::: Records provided
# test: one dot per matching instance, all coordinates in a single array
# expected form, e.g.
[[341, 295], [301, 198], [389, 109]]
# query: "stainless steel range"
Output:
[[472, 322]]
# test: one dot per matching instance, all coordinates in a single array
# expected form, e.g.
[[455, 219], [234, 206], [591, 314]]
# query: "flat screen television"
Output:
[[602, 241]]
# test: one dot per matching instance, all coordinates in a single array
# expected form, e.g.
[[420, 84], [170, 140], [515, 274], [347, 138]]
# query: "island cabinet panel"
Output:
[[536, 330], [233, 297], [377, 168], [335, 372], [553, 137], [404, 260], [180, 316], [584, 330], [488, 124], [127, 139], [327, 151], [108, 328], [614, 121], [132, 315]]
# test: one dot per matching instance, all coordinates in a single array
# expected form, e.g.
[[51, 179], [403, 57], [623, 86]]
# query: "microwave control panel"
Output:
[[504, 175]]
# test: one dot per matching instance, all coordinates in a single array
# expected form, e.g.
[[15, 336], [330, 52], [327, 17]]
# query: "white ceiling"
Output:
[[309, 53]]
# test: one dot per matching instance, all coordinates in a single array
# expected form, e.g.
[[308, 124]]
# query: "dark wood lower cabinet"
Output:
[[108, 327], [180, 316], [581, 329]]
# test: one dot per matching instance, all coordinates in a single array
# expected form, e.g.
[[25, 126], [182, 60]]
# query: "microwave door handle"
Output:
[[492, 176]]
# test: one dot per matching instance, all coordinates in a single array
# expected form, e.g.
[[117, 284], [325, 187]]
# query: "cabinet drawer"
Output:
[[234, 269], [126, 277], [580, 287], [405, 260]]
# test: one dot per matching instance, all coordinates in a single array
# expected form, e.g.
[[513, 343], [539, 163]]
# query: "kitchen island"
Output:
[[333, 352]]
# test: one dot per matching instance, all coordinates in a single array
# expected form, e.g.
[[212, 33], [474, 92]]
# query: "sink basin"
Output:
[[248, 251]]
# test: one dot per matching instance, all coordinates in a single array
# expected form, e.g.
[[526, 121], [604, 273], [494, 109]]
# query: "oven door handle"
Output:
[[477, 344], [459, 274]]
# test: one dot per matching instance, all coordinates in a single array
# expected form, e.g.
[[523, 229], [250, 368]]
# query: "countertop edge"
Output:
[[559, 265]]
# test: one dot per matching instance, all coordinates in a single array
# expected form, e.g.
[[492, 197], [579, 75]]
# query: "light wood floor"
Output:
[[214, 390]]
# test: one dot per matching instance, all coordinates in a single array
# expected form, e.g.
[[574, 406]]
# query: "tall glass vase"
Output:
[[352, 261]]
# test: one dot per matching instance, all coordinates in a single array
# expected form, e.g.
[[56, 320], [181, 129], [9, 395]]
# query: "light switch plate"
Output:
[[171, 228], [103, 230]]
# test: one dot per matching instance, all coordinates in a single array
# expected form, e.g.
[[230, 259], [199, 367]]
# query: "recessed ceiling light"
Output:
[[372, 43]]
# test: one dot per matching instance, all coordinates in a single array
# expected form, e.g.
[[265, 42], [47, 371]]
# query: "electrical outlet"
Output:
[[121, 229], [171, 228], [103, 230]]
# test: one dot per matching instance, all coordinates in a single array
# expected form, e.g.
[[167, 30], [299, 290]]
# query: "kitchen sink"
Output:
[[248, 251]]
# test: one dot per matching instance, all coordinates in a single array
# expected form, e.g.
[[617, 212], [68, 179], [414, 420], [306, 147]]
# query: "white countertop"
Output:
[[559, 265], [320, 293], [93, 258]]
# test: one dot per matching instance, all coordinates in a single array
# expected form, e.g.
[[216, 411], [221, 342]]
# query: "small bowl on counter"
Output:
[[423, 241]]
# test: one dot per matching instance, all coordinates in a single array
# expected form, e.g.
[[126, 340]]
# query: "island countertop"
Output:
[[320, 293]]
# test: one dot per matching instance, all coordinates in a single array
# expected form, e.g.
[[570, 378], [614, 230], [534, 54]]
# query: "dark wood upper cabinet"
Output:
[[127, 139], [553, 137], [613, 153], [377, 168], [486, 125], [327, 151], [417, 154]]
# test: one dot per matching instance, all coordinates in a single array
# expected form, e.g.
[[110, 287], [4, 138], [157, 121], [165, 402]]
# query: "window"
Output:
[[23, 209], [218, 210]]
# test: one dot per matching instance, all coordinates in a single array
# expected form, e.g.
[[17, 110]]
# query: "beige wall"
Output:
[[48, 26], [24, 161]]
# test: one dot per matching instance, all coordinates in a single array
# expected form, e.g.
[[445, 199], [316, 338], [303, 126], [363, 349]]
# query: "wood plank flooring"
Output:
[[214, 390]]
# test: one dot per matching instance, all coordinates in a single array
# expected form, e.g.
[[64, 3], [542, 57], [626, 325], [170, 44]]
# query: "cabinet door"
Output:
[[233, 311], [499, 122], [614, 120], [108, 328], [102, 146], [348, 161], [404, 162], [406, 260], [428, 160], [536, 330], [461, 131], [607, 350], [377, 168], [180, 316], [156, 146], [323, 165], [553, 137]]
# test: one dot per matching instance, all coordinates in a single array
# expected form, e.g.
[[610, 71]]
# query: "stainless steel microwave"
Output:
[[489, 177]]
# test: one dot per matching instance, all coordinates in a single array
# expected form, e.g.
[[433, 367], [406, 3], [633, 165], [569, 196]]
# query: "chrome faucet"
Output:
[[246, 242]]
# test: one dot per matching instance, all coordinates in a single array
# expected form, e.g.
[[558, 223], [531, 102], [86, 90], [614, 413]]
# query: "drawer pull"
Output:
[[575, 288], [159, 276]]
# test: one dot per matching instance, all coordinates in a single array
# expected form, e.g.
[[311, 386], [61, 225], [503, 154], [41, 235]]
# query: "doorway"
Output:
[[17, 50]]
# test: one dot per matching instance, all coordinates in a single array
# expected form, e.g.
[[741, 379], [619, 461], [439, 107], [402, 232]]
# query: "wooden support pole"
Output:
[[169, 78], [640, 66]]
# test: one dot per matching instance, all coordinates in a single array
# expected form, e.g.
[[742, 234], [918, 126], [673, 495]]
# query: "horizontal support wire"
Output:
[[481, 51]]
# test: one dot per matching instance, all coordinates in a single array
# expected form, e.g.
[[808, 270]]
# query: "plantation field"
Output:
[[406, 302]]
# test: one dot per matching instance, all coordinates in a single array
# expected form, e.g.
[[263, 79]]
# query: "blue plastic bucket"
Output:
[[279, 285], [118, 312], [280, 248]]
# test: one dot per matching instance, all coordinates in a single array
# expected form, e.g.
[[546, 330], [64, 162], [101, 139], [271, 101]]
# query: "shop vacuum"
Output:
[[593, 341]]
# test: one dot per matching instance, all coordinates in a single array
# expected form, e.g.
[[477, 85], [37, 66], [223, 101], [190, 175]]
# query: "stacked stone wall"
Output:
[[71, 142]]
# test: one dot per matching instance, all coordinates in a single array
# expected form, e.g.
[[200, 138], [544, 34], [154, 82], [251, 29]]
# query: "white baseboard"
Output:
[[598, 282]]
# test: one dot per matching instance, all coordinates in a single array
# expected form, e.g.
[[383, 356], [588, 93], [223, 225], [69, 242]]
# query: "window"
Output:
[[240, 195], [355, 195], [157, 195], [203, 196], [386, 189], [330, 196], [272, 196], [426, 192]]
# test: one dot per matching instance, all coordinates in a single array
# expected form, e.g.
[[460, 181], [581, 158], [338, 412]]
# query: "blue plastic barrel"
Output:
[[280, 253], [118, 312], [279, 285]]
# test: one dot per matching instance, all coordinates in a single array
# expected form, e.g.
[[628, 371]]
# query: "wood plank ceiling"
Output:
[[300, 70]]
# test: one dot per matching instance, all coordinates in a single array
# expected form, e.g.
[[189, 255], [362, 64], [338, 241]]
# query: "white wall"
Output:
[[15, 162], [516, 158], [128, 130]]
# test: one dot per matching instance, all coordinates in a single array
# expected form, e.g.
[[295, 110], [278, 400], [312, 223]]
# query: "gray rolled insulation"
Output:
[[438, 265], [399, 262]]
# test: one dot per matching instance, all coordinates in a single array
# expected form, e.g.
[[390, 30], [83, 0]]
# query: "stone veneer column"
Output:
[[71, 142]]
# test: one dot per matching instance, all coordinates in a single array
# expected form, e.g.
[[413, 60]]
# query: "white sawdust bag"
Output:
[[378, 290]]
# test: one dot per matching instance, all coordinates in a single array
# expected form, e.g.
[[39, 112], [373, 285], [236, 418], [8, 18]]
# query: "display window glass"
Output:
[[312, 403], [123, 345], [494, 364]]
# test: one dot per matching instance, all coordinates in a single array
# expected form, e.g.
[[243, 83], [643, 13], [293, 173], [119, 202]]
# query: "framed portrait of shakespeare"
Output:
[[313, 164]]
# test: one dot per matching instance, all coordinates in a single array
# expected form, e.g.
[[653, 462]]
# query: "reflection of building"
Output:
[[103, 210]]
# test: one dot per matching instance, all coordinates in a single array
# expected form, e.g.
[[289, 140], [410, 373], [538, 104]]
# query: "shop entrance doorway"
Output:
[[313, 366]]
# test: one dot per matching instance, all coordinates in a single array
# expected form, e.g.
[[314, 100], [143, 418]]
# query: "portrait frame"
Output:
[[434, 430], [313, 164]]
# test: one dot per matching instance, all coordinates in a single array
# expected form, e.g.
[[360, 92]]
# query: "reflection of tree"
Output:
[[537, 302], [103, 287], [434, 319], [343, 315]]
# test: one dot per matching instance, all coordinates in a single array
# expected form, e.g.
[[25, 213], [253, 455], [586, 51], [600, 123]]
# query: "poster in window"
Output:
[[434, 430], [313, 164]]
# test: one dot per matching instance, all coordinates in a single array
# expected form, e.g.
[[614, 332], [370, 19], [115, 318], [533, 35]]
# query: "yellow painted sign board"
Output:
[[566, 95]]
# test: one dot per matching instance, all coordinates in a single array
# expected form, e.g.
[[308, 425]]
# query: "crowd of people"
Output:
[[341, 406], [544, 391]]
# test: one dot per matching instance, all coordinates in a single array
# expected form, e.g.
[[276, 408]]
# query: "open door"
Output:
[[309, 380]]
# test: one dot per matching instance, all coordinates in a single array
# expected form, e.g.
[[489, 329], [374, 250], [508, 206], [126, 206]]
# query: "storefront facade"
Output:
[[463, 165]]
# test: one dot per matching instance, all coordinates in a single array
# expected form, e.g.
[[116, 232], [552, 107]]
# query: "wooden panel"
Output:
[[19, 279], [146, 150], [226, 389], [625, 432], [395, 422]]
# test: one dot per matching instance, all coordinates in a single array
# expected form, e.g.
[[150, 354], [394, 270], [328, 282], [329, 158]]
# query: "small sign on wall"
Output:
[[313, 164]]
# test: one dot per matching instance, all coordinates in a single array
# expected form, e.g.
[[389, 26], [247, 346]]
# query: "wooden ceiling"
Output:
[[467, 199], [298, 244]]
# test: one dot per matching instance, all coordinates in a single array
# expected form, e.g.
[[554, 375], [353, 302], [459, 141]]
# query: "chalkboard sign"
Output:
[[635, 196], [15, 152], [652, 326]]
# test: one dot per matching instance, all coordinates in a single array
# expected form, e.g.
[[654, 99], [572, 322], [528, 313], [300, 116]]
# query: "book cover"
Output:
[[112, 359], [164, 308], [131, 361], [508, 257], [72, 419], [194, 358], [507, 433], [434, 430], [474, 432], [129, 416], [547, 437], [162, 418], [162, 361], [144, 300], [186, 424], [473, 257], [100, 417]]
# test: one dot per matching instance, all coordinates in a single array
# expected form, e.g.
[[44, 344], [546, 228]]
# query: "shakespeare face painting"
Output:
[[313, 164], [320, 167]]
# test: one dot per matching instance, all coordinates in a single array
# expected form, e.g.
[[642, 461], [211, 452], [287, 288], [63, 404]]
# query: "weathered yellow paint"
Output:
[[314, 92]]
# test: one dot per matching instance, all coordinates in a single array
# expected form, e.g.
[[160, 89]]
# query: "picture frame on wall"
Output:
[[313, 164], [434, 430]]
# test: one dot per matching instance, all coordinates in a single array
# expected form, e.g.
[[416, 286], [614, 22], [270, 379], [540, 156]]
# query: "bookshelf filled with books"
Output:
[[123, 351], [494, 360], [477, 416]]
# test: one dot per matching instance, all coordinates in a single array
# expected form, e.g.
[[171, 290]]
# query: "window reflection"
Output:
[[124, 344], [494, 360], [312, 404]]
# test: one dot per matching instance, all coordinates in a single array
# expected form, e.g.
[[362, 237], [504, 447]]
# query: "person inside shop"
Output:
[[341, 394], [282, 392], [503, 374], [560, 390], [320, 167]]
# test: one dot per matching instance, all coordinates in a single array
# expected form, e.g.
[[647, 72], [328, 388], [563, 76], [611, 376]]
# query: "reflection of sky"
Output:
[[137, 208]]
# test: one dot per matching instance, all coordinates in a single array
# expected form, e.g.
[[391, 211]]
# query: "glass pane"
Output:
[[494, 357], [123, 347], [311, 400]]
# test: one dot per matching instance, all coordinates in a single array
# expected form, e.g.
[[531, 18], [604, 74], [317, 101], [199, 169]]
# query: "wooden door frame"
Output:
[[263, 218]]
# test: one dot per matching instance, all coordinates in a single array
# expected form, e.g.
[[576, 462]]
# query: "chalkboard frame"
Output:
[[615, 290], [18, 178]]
::::::
• [Challenge]: Extract each line of the data above that contains the string "handle".

• [Task result]:
# query: "microwave door handle"
# query: "oven door handle"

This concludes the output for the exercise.